#### GIVEN TASK 1:
Give back the passage about shell pipelines word for word, with nothing added or left out.
#### GIVEN TASK 2:
In the records, retype the lines from the line with "Object = white house" up to and including the line with "[1075,726,1100,756]". Leave the pictures out of your answer.

#### SELECTED PASSAGE:
---------------
The idea is old and it has aged well. Instead of one program that reads logs, filters them, counts things, and sorts the result, you get a handful of programs that each do exactly one of those transformations, and a connector — the | — that feeds the output of one into the input of the next as a stream of lines. grep filters lines. awk and cut pick columns out of lines. sort reorders lines. uniq collapses repeated lines. wc counts them. head keeps the first few. None of these knows anything about the others; each reads from standard input and writes to standard output, and the shell wires them together. Because the interface is just "lines of text," any tool composes with any other, including ones written forty years apart.

A pipeline is a chain of single-purpose transformations. tee is the odd one out: it passes the stream through unchanged while writing a copy to a file, which is how you inspect the middle of a pipe.
---------------
#### EXTRACTED RECORDS:
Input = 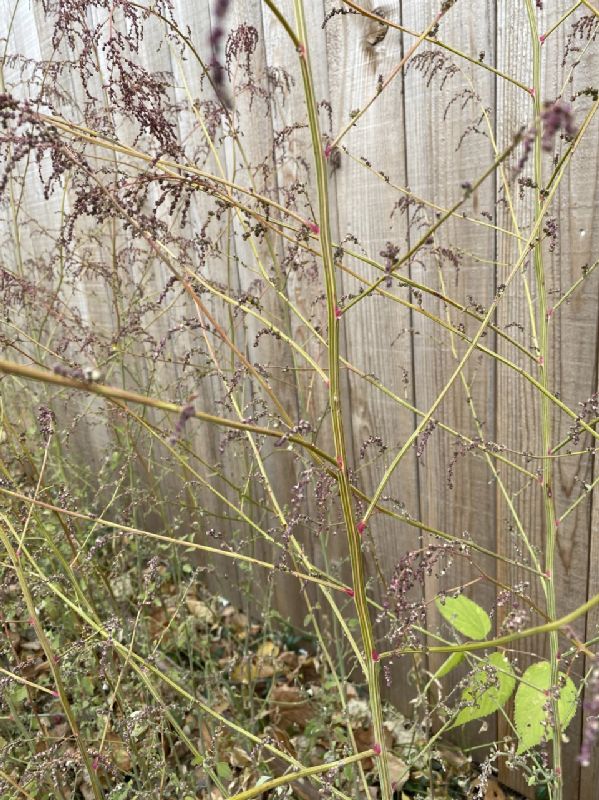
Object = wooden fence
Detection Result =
[0,0,599,800]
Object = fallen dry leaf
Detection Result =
[270,686,316,732]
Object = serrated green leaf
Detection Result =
[435,594,491,640]
[435,653,464,678]
[451,653,516,728]
[514,661,576,753]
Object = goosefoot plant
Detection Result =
[0,0,599,800]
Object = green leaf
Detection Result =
[435,653,464,678]
[451,653,516,728]
[514,661,576,753]
[216,761,233,781]
[435,594,491,640]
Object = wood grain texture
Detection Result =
[0,0,599,800]
[497,3,597,797]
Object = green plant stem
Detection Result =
[294,0,393,800]
[0,525,104,800]
[228,750,376,800]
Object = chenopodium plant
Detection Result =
[435,595,577,755]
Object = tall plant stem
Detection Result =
[294,0,393,800]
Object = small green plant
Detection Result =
[0,0,599,800]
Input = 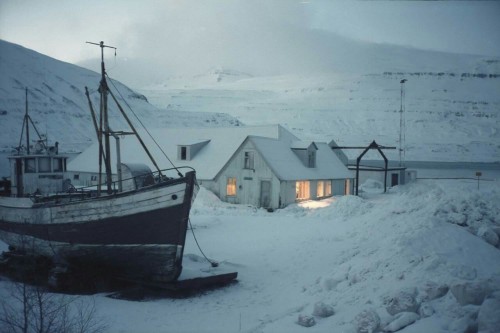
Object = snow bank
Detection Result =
[0,181,500,333]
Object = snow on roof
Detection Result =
[68,125,284,179]
[250,137,352,180]
[290,140,317,149]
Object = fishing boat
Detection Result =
[0,42,198,283]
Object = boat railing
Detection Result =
[30,166,195,203]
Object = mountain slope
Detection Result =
[140,45,500,162]
[0,41,237,151]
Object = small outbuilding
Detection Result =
[68,125,354,209]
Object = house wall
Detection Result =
[280,180,296,207]
[214,140,280,208]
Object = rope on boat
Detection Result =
[188,219,219,267]
[106,73,182,177]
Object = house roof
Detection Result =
[250,137,352,180]
[68,125,282,179]
[68,125,351,180]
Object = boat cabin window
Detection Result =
[24,158,36,173]
[53,158,64,172]
[38,157,51,172]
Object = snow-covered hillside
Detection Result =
[139,62,500,162]
[0,40,237,151]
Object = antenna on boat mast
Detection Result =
[87,41,116,195]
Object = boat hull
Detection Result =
[0,172,196,282]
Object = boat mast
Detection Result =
[18,87,47,155]
[87,41,116,194]
[24,87,30,155]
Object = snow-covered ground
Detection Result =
[0,174,500,333]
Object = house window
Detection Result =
[344,179,351,195]
[295,180,311,200]
[24,158,36,173]
[244,151,253,169]
[325,180,332,197]
[316,180,332,198]
[226,177,236,196]
[307,151,316,168]
[316,180,325,198]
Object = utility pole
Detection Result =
[399,79,408,166]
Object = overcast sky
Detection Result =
[0,0,500,78]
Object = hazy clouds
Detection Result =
[0,0,500,84]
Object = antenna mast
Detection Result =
[399,79,408,166]
[87,41,116,195]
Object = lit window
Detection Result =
[245,151,253,169]
[226,177,236,196]
[316,180,325,198]
[325,180,332,197]
[295,181,310,200]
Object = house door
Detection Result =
[391,173,399,186]
[260,180,271,208]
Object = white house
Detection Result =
[68,125,353,209]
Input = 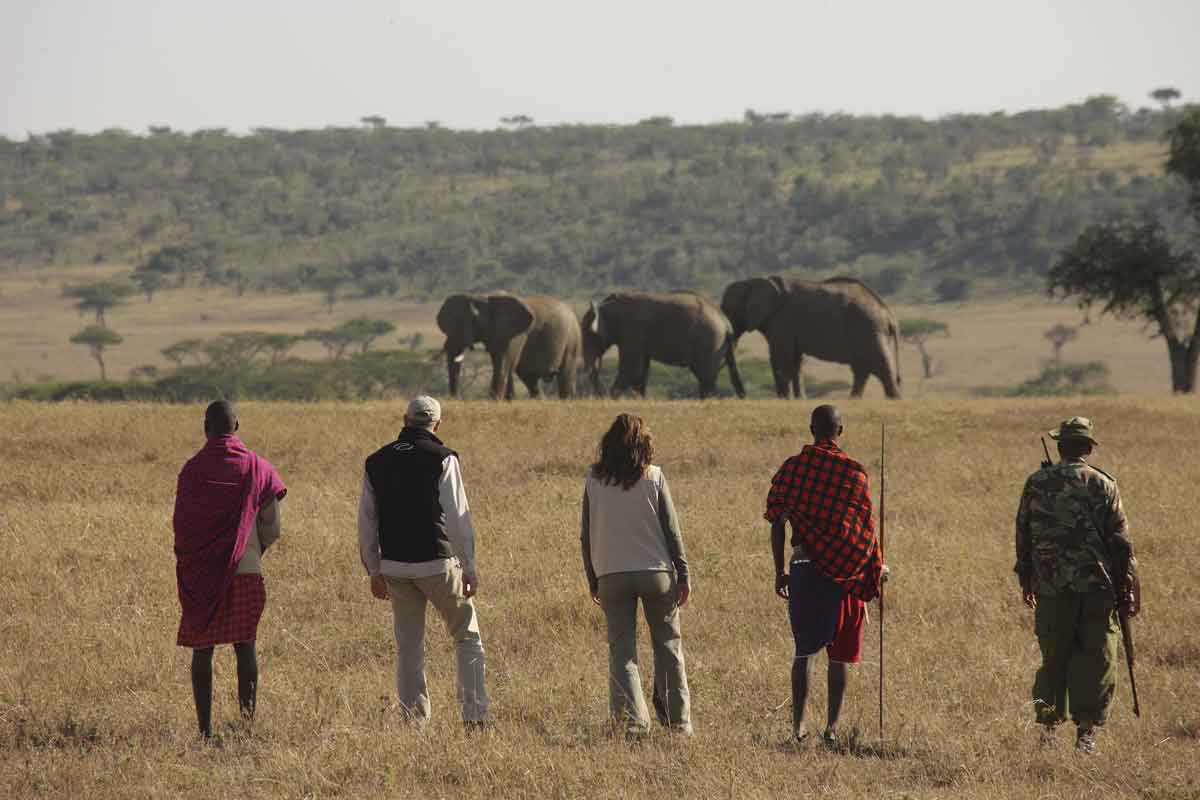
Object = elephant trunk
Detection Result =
[446,353,463,397]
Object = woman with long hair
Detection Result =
[581,414,691,738]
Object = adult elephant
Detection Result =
[438,294,580,399]
[721,275,900,397]
[581,291,745,397]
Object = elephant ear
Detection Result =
[479,295,533,342]
[744,275,784,331]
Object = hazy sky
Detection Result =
[0,0,1200,138]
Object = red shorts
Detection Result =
[175,575,266,648]
[826,593,866,664]
[787,561,866,664]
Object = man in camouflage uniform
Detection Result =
[1016,416,1139,754]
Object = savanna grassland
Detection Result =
[0,397,1200,799]
[0,267,1170,398]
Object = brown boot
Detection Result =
[1075,726,1100,756]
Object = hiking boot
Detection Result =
[821,728,841,753]
[1038,724,1058,750]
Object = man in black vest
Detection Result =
[359,395,487,727]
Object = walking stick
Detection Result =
[880,422,888,748]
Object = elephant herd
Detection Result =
[438,276,900,399]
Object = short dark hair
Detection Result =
[809,405,841,439]
[1058,439,1092,458]
[204,401,238,437]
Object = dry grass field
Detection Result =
[0,267,1170,397]
[0,397,1200,800]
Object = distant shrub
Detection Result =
[866,266,911,297]
[974,361,1116,397]
[934,276,971,302]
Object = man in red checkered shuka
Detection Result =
[764,405,883,750]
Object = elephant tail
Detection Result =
[888,317,904,392]
[725,327,746,397]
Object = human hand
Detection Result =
[1121,578,1141,619]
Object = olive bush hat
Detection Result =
[1050,416,1100,446]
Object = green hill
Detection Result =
[0,96,1184,299]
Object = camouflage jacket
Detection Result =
[1015,461,1136,595]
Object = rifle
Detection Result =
[880,422,888,748]
[1036,437,1141,717]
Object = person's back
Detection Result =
[359,396,488,727]
[763,405,883,748]
[172,401,287,738]
[1014,416,1140,753]
[584,464,673,575]
[1025,461,1124,594]
[580,414,691,738]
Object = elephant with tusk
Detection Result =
[721,275,900,397]
[581,291,745,397]
[438,294,580,399]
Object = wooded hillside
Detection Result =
[0,96,1186,300]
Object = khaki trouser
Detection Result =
[1033,589,1120,728]
[388,566,487,722]
[599,571,691,734]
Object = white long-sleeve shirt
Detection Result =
[359,456,478,578]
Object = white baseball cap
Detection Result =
[404,395,442,425]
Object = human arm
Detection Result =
[770,517,787,600]
[580,486,600,606]
[438,456,479,597]
[257,498,283,553]
[659,471,691,606]
[1104,482,1141,616]
[1013,482,1038,608]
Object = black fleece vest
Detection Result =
[367,428,456,564]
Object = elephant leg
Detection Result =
[608,350,640,397]
[850,365,871,397]
[490,353,511,399]
[556,365,575,399]
[875,363,900,399]
[520,375,541,397]
[767,339,796,398]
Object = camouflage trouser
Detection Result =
[1033,589,1121,727]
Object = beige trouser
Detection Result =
[599,571,691,734]
[388,566,487,722]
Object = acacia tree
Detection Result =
[900,319,950,378]
[1150,86,1183,109]
[71,325,125,380]
[1046,219,1200,393]
[1042,323,1079,363]
[62,281,133,325]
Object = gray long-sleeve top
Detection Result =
[580,465,690,594]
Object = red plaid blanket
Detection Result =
[764,441,883,601]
---------------
#### EXPECTED ANSWER 1:
The idea is old and it has aged well. Instead of one program that reads logs, filters them, counts things, and sorts the result, you get a handful of programs that each do exactly one of those transformations, and a connector — the | — that feeds the output of one into the input of the next as a stream of lines. grep filters lines. awk and cut pick columns out of lines. sort reorders lines. uniq collapses repeated lines. wc counts them. head keeps the first few. None of these knows anything about the others; each reads from standard input and writes to standard output, and the shell wires them together. Because the interface is just "lines of text," any tool composes with any other, including ones written forty years apart.

A pipeline is a chain of single-purpose transformations. tee is the odd one out: it passes the stream through unchanged while writing a copy to a file, which is how you inspect the middle of a pipe.

#### EXPECTED ANSWER 2:
Object = white house
Detection Result =
[68,125,353,209]
Input = 
Object = elephant trunk
Detection Result =
[446,353,463,397]
Object = woman with long hair
Detection Result =
[581,414,691,738]
Object = adult elephant
Detection Result =
[438,294,580,399]
[721,275,900,397]
[581,291,745,397]
Object = elephant ear
Detection Result =
[479,295,533,342]
[744,275,784,331]
Object = hazy sky
Detection Result =
[0,0,1200,138]
Object = red shorts
Detection Result =
[175,575,266,648]
[826,593,866,664]
[787,561,866,664]
Object = man in camouflage uniform
Detection Result =
[1016,416,1139,754]
Object = savanna grassland
Detection Result =
[0,397,1200,799]
[0,267,1170,398]
Object = brown boot
Detection Result =
[1075,726,1100,756]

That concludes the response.